───── DATA PROVIDED

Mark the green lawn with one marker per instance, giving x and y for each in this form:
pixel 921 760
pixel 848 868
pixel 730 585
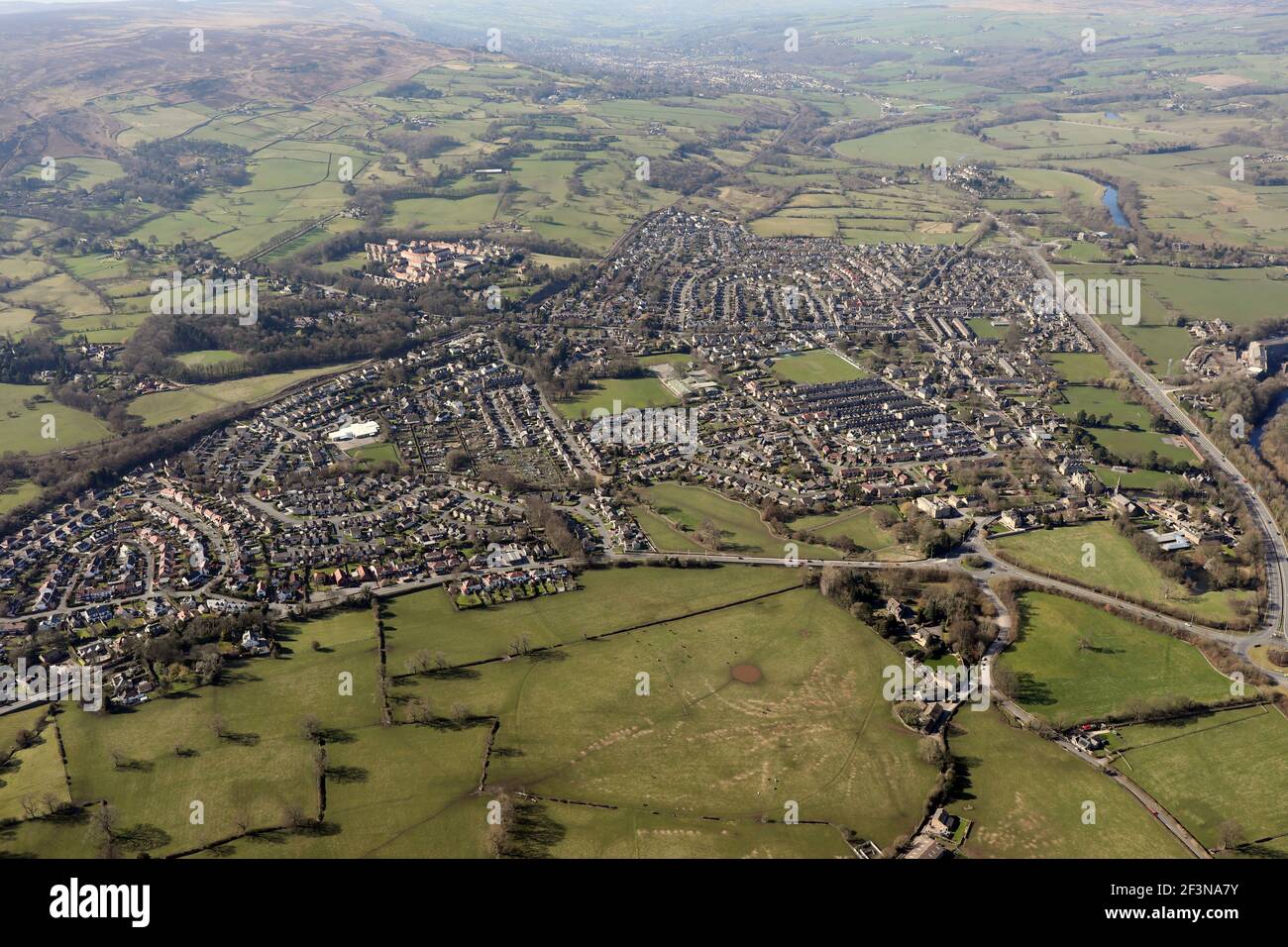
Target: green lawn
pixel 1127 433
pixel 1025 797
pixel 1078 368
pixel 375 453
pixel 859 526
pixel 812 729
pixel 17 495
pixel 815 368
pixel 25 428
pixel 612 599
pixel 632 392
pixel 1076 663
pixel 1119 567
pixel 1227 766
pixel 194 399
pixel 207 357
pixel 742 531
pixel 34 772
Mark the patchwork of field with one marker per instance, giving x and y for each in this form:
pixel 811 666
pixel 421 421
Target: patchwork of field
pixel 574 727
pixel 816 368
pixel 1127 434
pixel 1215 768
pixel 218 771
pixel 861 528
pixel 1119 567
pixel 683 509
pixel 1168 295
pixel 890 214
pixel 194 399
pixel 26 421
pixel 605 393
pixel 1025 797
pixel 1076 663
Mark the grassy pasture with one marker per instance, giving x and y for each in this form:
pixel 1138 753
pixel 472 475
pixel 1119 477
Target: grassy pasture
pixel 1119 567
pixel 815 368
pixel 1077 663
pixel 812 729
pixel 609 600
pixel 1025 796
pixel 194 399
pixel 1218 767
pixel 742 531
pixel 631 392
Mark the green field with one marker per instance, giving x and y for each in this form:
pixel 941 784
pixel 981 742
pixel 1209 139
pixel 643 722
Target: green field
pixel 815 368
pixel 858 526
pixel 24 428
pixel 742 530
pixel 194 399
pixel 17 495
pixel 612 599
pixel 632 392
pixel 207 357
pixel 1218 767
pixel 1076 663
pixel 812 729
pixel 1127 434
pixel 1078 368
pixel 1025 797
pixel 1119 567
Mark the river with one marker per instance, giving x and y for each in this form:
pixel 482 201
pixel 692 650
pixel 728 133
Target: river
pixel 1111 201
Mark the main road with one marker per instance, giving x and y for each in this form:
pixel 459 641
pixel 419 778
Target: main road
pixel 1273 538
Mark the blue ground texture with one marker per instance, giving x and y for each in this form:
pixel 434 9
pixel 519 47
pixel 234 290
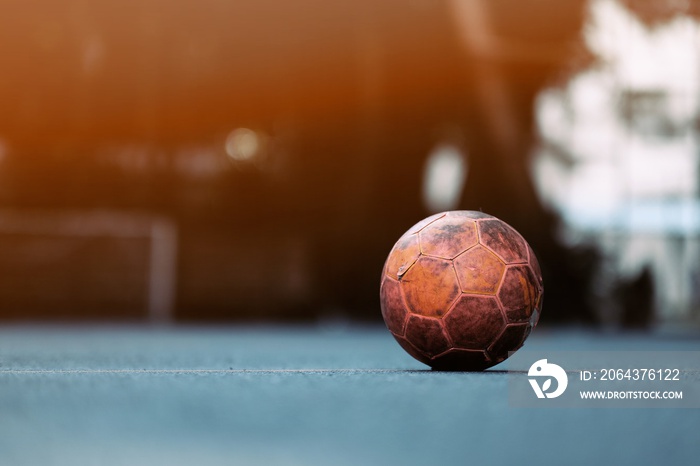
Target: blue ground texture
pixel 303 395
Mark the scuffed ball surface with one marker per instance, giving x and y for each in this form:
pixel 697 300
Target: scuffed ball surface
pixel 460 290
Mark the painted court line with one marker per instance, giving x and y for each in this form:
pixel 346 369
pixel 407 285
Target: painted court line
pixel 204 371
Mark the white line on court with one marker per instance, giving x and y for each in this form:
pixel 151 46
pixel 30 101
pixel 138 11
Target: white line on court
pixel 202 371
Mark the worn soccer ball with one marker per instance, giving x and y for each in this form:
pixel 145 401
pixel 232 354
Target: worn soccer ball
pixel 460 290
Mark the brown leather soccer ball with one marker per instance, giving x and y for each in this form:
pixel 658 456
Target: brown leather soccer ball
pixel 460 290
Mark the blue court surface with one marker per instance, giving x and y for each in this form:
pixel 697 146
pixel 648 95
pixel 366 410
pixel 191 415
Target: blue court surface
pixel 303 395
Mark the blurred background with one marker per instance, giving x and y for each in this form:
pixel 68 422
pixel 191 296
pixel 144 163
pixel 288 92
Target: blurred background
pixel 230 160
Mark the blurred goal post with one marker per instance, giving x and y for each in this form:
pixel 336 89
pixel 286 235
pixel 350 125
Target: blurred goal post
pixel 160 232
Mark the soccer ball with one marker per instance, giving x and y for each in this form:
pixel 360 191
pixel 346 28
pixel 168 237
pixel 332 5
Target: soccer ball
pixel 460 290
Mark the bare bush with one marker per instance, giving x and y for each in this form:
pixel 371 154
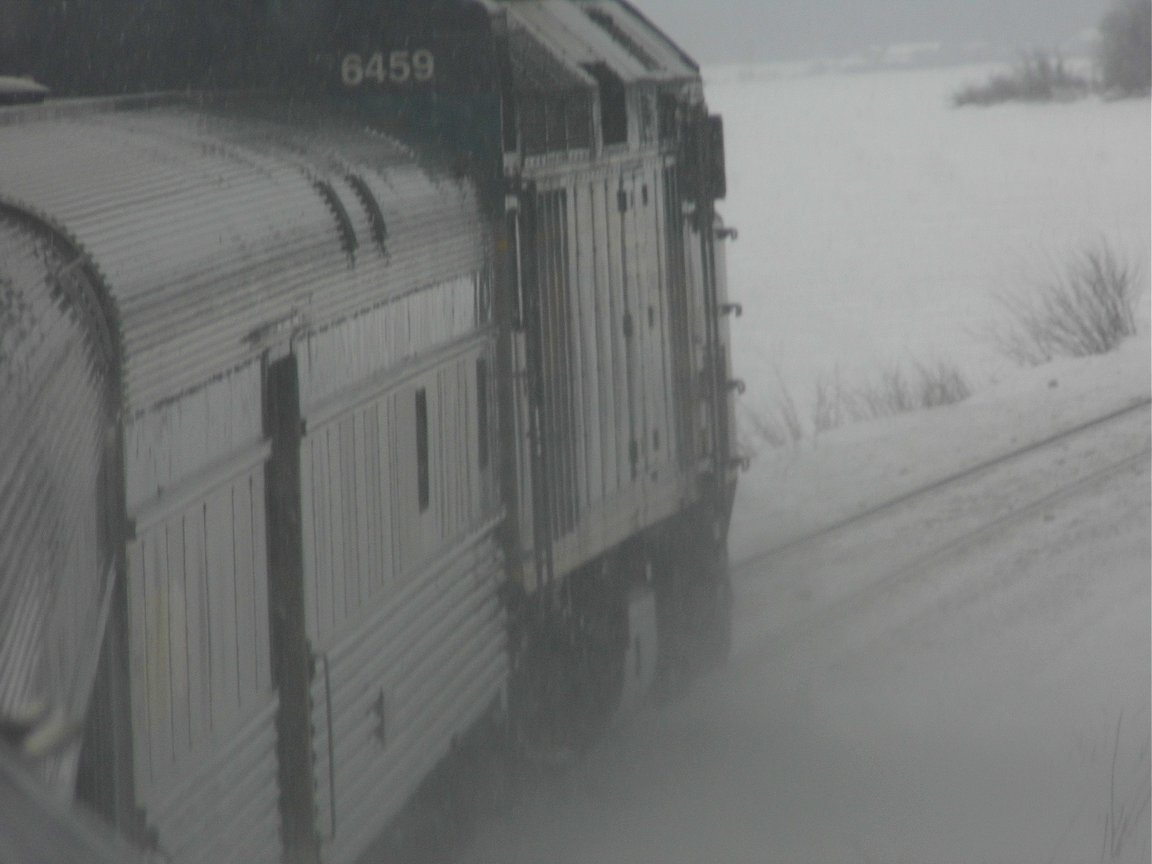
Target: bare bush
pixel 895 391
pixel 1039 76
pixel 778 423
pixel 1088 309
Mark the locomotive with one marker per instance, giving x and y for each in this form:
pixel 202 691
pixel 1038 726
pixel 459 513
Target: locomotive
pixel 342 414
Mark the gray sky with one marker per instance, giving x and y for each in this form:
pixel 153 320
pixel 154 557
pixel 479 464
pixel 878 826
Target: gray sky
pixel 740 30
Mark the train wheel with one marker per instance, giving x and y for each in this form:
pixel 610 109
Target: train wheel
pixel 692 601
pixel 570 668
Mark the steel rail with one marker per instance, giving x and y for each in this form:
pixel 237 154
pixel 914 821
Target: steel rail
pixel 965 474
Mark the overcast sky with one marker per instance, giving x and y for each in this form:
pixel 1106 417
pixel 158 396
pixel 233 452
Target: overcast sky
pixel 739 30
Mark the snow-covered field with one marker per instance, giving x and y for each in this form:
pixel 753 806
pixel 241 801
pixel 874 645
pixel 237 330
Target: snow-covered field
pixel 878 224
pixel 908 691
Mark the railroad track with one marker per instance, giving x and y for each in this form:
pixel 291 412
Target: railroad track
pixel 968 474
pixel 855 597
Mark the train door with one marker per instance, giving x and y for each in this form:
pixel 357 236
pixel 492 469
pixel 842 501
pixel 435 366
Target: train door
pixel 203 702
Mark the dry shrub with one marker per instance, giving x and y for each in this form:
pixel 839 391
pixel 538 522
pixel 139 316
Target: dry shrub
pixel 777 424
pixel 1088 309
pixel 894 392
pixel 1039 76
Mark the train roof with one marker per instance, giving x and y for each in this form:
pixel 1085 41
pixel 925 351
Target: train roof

──────────

### YOUR TASK
Write out again exactly the lines from the start of the data above through the line containing "pixel 482 201", inclusive, excluding any pictures.

### THE ANSWER
Mark the green lawn with one marker per instance, giving x and y for each in this form:
pixel 921 760
pixel 848 868
pixel 730 585
Target: green lawn
pixel 1127 433
pixel 1025 797
pixel 1078 368
pixel 375 453
pixel 859 526
pixel 812 729
pixel 17 495
pixel 815 368
pixel 25 428
pixel 612 599
pixel 632 392
pixel 1076 663
pixel 1119 567
pixel 1227 766
pixel 194 399
pixel 207 357
pixel 742 531
pixel 34 772
Mark the patchwork of field with one marker per instance, giving x and y for each in this form:
pixel 811 666
pixel 421 421
Target: patchwork of field
pixel 574 727
pixel 816 368
pixel 1127 434
pixel 1215 768
pixel 218 771
pixel 861 528
pixel 1119 567
pixel 683 509
pixel 1168 295
pixel 890 214
pixel 194 399
pixel 26 421
pixel 605 393
pixel 1025 797
pixel 1076 663
Mark the grassy pasture with one marker per instance, giving x and y for each in this form:
pixel 1138 753
pixel 472 475
pixel 1119 477
Target: grassy pasture
pixel 1119 567
pixel 815 368
pixel 1077 663
pixel 812 729
pixel 609 600
pixel 1025 796
pixel 194 399
pixel 1218 767
pixel 742 531
pixel 631 392
Mark the green field with one marker per instance, giving x and y for each in this form:
pixel 941 784
pixel 981 742
pixel 1209 139
pixel 643 722
Target: green field
pixel 815 368
pixel 858 526
pixel 24 428
pixel 742 530
pixel 194 399
pixel 17 495
pixel 612 599
pixel 632 392
pixel 207 357
pixel 1218 767
pixel 1076 663
pixel 812 729
pixel 1127 434
pixel 1078 368
pixel 1025 797
pixel 1119 567
Mark the river with one marker per instance, giving x and y for each in this form:
pixel 482 201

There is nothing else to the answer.